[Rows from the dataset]

# # # # # # #

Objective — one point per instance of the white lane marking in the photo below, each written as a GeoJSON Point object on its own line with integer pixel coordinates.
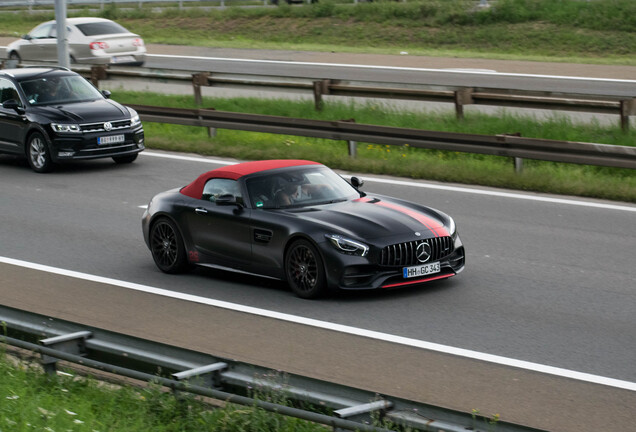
{"type": "Point", "coordinates": [566, 373]}
{"type": "Point", "coordinates": [372, 179]}
{"type": "Point", "coordinates": [395, 68]}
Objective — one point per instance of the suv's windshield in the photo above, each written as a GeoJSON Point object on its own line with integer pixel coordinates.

# # # # # # #

§ Given instruction: Write out the lines above word for word, leaving out the pictures.

§ Written solution:
Objective — one point per instance of the white lane marking in the photo below, each written as a GeoJSON Point object on its own line with integer pixel coordinates.
{"type": "Point", "coordinates": [566, 373]}
{"type": "Point", "coordinates": [372, 179]}
{"type": "Point", "coordinates": [395, 68]}
Objective — one point per instance of the suv's windshield in the photo above, each written as a GeoJSON Point object on its own line with integer pixel coordinates.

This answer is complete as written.